◆ Source data ◆
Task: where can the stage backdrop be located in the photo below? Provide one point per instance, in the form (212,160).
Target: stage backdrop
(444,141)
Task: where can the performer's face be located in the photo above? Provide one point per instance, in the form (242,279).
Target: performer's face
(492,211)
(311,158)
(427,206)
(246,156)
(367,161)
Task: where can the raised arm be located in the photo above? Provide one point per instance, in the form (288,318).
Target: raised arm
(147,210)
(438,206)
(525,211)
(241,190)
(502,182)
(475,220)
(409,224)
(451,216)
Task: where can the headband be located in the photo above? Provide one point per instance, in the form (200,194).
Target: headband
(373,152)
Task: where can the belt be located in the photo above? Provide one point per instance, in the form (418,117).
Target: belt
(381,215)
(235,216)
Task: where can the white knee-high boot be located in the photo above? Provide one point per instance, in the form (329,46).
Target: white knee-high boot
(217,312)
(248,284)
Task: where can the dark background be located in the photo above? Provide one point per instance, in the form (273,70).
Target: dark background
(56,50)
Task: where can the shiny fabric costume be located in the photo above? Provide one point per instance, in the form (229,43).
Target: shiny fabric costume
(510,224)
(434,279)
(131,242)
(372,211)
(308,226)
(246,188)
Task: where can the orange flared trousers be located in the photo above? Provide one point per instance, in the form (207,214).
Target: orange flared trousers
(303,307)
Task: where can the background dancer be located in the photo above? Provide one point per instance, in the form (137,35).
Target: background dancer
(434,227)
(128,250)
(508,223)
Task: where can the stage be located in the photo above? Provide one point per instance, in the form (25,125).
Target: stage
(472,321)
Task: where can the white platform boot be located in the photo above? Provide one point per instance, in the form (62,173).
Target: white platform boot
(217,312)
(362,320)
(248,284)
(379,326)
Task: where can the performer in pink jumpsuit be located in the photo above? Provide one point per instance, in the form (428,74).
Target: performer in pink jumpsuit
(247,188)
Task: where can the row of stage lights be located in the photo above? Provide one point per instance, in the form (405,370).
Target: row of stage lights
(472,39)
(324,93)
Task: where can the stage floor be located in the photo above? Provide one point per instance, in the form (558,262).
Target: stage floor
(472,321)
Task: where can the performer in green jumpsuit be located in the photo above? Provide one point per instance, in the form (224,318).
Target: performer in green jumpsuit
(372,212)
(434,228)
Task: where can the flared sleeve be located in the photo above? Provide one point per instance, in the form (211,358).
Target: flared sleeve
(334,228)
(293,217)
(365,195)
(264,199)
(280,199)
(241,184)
...
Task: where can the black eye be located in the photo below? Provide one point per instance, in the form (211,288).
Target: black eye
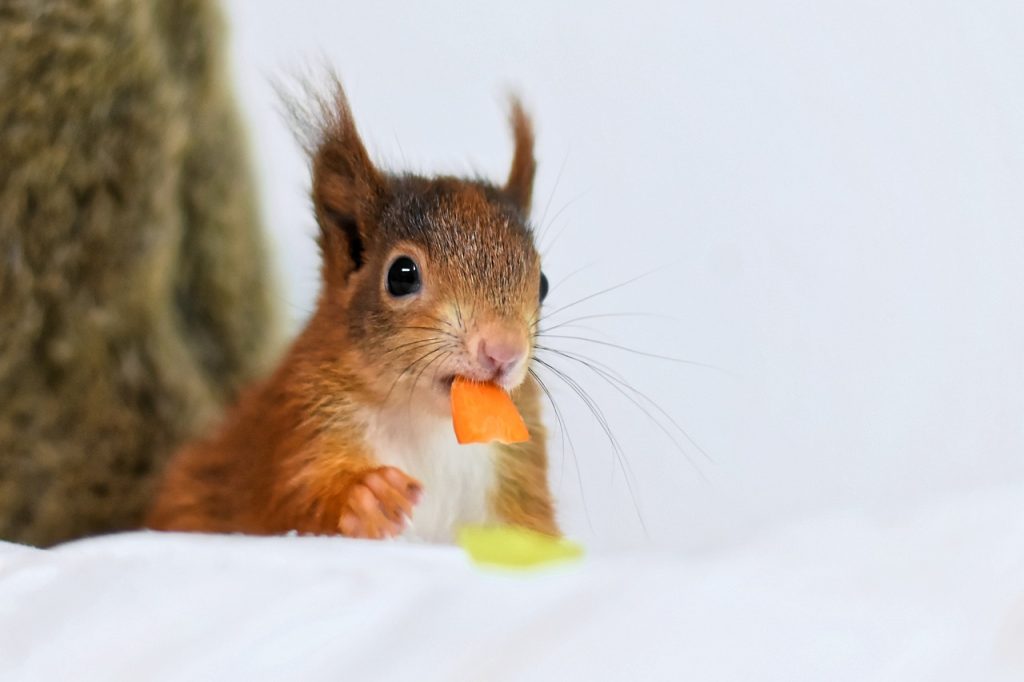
==
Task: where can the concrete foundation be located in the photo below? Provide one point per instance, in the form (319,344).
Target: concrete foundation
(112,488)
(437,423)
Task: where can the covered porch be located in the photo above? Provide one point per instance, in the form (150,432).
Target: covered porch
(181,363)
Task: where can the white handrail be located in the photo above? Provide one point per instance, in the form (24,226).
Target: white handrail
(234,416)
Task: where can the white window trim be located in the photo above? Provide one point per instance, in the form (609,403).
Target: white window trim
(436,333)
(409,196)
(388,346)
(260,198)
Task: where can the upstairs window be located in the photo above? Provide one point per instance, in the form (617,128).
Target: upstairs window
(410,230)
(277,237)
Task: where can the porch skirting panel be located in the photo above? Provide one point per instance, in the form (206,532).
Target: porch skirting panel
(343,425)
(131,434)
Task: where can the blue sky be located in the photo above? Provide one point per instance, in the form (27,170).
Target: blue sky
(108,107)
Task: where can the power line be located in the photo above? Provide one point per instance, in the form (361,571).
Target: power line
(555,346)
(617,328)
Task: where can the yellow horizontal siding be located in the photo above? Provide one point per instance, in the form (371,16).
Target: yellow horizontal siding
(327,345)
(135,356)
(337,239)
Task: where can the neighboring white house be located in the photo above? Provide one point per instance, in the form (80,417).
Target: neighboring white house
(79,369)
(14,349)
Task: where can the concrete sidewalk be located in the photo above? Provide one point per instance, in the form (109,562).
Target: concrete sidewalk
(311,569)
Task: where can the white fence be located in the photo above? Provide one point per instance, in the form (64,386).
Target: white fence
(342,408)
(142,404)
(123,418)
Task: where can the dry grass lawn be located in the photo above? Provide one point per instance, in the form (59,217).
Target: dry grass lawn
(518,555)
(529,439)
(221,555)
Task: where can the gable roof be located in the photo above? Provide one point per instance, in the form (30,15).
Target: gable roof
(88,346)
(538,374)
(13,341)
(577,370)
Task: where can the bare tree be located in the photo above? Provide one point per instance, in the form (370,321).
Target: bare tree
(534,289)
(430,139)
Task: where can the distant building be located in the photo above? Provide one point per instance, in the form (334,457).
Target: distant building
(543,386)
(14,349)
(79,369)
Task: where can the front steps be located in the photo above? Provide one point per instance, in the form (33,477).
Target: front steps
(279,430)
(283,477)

◆ Brief ◆
Pull out every line above that contains the word "blue", and treat uppercase and lowercase letters as different.

◆ Written solution ◆
Task: where can the blue sky be located in the photo above? Provide one point per instance, in the form (27,170).
Target: blue sky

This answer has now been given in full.